DIRECTIONS FOR THIS TASK -
Write out every line of the listing below again, starting with the line that contains "Put a dot on each instance of the blue" and going on through the end of the listing. Add 73 to each x and y coordinate in the answers, and keep every other line and word unchanged.

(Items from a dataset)

────────

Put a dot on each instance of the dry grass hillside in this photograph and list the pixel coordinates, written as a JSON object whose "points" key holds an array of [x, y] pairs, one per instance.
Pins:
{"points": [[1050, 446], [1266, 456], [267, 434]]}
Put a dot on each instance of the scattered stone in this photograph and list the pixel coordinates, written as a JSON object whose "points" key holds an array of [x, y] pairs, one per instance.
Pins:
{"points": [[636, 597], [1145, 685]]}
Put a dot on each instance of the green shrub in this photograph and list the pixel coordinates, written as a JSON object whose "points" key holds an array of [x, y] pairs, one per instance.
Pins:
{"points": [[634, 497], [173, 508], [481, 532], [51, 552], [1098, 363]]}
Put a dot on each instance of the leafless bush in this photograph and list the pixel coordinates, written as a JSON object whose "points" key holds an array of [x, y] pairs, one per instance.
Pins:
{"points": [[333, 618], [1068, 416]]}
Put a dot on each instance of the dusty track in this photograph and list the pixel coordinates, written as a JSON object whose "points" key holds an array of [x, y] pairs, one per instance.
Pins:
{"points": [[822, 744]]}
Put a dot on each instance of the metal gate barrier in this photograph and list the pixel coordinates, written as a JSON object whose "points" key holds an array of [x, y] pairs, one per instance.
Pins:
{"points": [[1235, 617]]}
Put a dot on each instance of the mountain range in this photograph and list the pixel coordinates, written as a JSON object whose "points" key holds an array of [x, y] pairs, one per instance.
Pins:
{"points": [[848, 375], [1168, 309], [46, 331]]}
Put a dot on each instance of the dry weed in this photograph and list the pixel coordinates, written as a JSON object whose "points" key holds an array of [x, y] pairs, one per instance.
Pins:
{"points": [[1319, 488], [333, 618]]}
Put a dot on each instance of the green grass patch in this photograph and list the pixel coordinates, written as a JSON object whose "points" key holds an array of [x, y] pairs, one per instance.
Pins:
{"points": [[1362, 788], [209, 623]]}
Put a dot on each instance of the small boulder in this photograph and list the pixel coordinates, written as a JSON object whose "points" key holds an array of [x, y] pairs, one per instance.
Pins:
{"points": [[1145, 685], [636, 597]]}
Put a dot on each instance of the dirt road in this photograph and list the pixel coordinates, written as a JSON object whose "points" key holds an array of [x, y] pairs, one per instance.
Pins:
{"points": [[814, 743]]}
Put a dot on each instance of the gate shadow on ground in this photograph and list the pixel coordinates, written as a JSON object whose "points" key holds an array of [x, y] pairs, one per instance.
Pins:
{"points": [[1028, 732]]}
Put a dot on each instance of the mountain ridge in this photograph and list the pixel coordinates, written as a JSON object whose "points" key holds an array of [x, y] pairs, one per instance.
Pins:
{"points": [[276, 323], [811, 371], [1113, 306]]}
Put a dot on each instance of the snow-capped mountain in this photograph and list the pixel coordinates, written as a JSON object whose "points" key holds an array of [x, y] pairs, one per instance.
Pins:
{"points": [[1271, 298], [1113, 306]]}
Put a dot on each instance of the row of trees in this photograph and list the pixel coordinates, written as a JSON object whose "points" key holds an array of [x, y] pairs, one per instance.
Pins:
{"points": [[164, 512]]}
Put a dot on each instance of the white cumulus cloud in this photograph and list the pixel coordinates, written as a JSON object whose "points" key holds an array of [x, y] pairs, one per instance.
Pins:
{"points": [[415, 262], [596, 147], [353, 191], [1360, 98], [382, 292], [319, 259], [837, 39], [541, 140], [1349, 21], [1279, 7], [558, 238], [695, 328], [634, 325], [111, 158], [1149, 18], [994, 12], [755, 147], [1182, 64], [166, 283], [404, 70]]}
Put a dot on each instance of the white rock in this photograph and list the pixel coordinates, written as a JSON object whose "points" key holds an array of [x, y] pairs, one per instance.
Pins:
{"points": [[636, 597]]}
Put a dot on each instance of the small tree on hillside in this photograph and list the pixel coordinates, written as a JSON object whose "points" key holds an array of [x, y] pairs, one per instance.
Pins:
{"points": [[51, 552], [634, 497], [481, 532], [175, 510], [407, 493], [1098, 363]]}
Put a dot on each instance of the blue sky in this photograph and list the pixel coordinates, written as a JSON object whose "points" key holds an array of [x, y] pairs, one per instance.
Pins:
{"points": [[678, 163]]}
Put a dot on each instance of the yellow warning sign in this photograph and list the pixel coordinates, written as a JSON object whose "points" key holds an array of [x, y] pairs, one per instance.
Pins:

────────

SOLUTION -
Put a dot on each instance of the blue sky in this photograph and list the pixel coordinates, written as a JSON object whose "points" key holds an array of [x, y] pairs, one per instance.
Pins:
{"points": [[751, 236]]}
Put a dot on each instance of the yellow warning sign in this photograph and list the pixel coordinates, written as a JSON object whose "points" key holds an array of [x, y] pairs, one per instance.
Pins:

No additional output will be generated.